#### [EXCERPTED TEXT]
The 1996 announcement of a potential link between vCJD in humans and BSE in cattle elevated BSE-related concerns and shifted them from an animal health issue to a human health issue, resulting in significant feed regulations being imposed, particularly aimed at meat and bone meal (MBM). In August 1997, the U.S. Food and Drug Administration (FDA) implemented a regulation prohibiting the use of mammalian protein, primarily MBM, in the manufacture of ruminant feeds. These mammalian protein sources were excluded from feed because the suspected infective abnormal prions are thought to be transmitted in MBM rendered from infected cattle.

U.S. MBM prices declined by half over the next two years, from a high of $431 per ton in April 1997, attained in part due to drought conditions in 1996 that drove grain prices to record highs, to a low of $187 per ton in March 1999. In the summer of 1997, there was segmentation of the MBM market into two markets, porcine-derived (primarily from hogs, horses, and other non-ruminant
animals) and ruminant-derived MBM. Porcine MBM averaged a premium of $15.78 per ton over the period January 1998-December 2003, just before discovery of the first U.S. case of BSE.

1997 FDA estimates indicated that the ban would ultimately cost the U.S. private sector approximately $53 million per year, reflecting $44 million in direct compliance costs to beef, rendering, and byproduct industry sectors, $171 million in lost value of products to the rendering industry (primarily a decline in value of MBM), and a gain of $163 million, through lower feed costs, to producers of non-ruminant animals. In 2002 had the narrowest price spread between porcine and ruminant MBM since reporting of the two price series began. MBM prices had recov-ered somewhat by 2003, with prices reaching a high of $395 in November.

 In late December 2003 and January 2004, both the FDA and the USDA’s Food Safety and Inspection Service (FSIS) imposed additional regulations to prevent the spread of BSE to humans and animals.These proposed rules were followed by an FDA rule announced in October 2005 that proposed to prohibit the use of certain cattle origin materials in the food or feed of all animals.

  In January 2004, MBM prices dropped to $173 in response to the U.S. BSE confirmation. But by April 2004, MBM prices had recovered to a peak of $397 per ton. The regulations FDA posted during summer 2004 sent MBM prices into another decline, reaching a low of $187 per ton in October 2004.

The increased use of these increased supplies of distillers’ grains would likely have offsetting effects on any increases in the prices of other protein feeds stemming from regulatory restrictions on MBM use.

Those regulatory measures announced by both FDA and FSIS required slaughterhouses to remove additional products from cattle and implicitlychallenged industries to find new uses for or means to dispose of materials on the expanded list of cattle materials prohibited from animal feeds (CMPAFs, formerly SRMs, or specified risk materials) and other materials banned from human or animal consumption. As a result, production costs increased and revenues declined for producers and processors of beef products and byproducts.

#### [RECORDS SHOWN]
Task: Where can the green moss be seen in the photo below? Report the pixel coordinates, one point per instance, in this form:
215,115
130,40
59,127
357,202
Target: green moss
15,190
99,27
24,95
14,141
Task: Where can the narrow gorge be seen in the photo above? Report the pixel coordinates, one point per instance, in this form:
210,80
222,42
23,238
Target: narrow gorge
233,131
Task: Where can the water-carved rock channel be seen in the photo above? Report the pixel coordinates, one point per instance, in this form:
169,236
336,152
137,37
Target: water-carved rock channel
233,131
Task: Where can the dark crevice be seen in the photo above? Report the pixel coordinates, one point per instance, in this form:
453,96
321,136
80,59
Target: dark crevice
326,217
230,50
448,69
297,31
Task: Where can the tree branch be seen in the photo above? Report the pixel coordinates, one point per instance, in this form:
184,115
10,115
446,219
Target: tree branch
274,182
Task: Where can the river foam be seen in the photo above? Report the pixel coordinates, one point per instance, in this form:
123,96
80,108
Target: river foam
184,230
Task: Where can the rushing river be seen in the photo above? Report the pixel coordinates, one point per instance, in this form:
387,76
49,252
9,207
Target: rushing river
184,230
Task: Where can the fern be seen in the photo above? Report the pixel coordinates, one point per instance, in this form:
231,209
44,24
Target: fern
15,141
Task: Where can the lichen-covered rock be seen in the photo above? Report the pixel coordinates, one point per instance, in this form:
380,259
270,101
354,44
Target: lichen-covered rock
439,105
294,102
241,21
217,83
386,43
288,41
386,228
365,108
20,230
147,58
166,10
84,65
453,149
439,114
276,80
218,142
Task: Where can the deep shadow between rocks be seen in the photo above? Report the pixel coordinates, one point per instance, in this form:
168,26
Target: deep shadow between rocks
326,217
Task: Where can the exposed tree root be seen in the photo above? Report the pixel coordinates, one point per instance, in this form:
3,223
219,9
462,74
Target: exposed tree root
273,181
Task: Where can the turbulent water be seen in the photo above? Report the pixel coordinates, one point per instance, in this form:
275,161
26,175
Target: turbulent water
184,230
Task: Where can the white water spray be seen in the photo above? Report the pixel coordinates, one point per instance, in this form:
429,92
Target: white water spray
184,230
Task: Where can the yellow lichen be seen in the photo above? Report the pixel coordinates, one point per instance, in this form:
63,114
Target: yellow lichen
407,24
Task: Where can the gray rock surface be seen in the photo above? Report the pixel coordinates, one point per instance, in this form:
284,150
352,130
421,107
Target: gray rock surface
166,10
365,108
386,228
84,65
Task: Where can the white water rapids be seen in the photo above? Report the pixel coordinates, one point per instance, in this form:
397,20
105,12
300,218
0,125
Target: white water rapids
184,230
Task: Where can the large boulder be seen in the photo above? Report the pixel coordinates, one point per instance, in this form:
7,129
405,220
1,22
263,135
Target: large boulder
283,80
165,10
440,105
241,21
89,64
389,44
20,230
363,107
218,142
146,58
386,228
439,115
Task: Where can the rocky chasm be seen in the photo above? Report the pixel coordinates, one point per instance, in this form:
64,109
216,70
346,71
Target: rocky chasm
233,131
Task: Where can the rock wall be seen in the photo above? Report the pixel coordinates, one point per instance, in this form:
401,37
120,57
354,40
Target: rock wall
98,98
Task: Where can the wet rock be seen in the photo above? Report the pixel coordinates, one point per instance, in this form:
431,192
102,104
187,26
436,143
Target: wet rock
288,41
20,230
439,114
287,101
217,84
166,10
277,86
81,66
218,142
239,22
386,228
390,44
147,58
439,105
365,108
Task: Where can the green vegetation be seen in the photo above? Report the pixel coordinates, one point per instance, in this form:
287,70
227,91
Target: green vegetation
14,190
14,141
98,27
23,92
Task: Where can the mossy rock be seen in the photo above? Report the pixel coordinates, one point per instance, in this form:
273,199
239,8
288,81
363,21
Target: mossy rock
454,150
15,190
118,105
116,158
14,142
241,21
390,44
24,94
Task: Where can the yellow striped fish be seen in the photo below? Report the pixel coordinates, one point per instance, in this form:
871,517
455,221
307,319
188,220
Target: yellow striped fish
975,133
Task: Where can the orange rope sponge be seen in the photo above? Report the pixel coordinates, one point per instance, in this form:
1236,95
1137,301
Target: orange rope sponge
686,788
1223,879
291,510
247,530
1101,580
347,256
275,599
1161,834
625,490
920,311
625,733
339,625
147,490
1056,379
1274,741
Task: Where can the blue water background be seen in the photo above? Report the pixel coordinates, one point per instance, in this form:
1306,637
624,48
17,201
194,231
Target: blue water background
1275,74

#### [DESCRIPTION OF THE TASK]
Reproduce word for word the portion of the text on BSE feed regulations starting at "The increased use" and ending at "products and byproducts.".

#### [SOLUTION BELOW]
The increased use of these increased supplies of distillers’ grains would likely have offsetting effects on any increases in the prices of other protein feeds stemming from regulatory restrictions on MBM use.

Those regulatory measures announced by both FDA and FSIS required slaughterhouses to remove additional products from cattle and implicitlychallenged industries to find new uses for or means to dispose of materials on the expanded list of cattle materials prohibited from animal feeds (CMPAFs, formerly SRMs, or specified risk materials) and other materials banned from human or animal consumption. As a result, production costs increased and revenues declined for producers and processors of beef products and byproducts.